YOUR OBJECTIVE:
Please retype the entries below word for word, passing over every picture.

(Saved entries)
+--
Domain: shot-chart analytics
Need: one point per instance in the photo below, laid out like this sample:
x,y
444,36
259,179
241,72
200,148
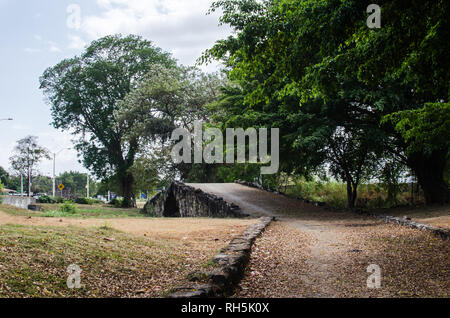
+--
TASK RESPONSE:
Domain: shot-chart analytics
Need: one point per instance in the photo below, laid out like this sample:
x,y
444,36
259,179
241,72
200,148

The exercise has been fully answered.